- What to produce -
Revise all of the material below by replacing "Place a point on" with "Mark" wherever it occurs and leaving everything else unchanged. Leave the pictures out of your answer.

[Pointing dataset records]

------------------------------------

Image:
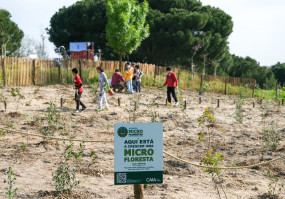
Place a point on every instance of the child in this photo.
(129, 72)
(102, 80)
(116, 79)
(78, 90)
(138, 76)
(171, 82)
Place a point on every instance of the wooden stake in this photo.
(5, 106)
(253, 89)
(226, 83)
(139, 191)
(34, 72)
(3, 71)
(276, 91)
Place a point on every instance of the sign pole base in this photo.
(139, 191)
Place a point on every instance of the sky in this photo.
(259, 27)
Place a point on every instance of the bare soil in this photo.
(240, 144)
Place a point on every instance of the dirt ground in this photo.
(240, 144)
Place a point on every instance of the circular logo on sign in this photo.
(122, 132)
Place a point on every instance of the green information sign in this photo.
(138, 153)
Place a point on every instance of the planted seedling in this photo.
(11, 181)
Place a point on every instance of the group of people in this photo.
(132, 78)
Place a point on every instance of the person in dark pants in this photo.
(116, 79)
(78, 90)
(172, 83)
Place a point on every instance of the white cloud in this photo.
(258, 28)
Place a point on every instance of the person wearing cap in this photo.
(172, 83)
(129, 73)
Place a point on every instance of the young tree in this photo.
(10, 34)
(126, 27)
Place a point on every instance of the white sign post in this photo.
(138, 153)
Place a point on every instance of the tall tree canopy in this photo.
(172, 26)
(10, 34)
(126, 27)
(172, 33)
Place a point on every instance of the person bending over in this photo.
(172, 83)
(78, 90)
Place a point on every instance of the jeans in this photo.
(138, 87)
(78, 101)
(130, 86)
(118, 88)
(171, 90)
(102, 98)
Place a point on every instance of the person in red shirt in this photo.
(78, 90)
(172, 83)
(116, 79)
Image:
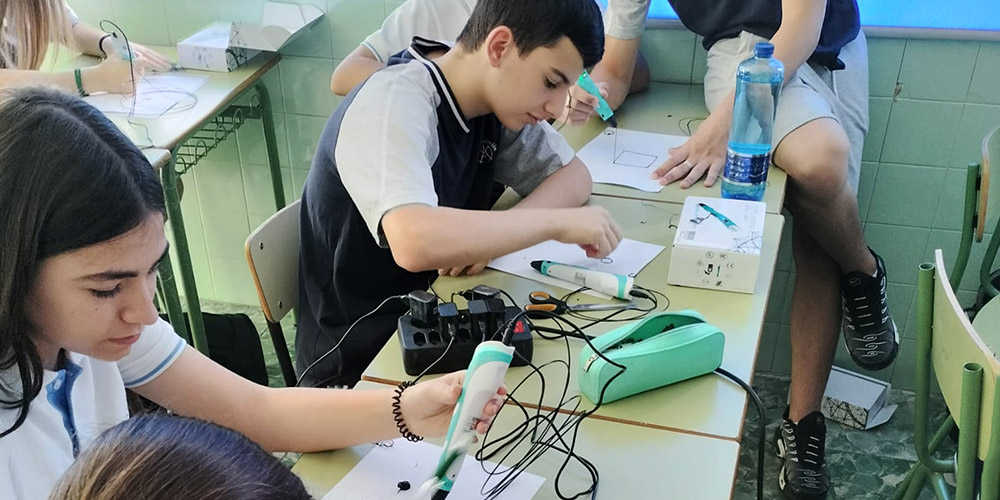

------------------------------------

- Output of the exercise -
Image:
Mark every instance of the child in this photo.
(129, 72)
(102, 80)
(116, 79)
(78, 90)
(138, 76)
(171, 82)
Mark every instance of the wooden stake in this photo.
(5, 106)
(253, 89)
(226, 83)
(139, 191)
(34, 72)
(3, 71)
(276, 91)
Mark every instance of the sign pole base in this photo.
(139, 191)
Mark every instance of the sky in this photo.
(259, 27)
Mark every instance of the bare soil in this photo.
(240, 144)
Mark every instance of the dirt ground in this photo.
(240, 144)
Mark every instance of the circular logo on sign in this photo.
(122, 132)
Mark every instance of the green information sign in this photo.
(138, 153)
Mark every instance of the planted seedling in this photo.
(11, 181)
Mark every instance of the group of people in this photo.
(132, 78)
Mark every instance of the person in dark pants in this photo.
(116, 79)
(78, 90)
(172, 83)
Mark every instance of the white cloud in this photo.
(258, 28)
Mark every instance of the person wearing cap in this photo.
(172, 83)
(129, 73)
Mark every instance of the young tree in this photo.
(10, 34)
(126, 27)
Mark every instance of the white sign post in this photo.
(138, 153)
Mark every instance of the tall tree canopy in this photo.
(172, 26)
(10, 34)
(126, 27)
(172, 33)
Mark every instance of the person bending over in this photo.
(172, 83)
(78, 90)
Mark every instance of the jeans in this photo.
(138, 87)
(78, 101)
(130, 86)
(118, 88)
(171, 90)
(102, 98)
Mark every instance of the person in red shirt in this photo.
(78, 90)
(172, 83)
(116, 79)
Image:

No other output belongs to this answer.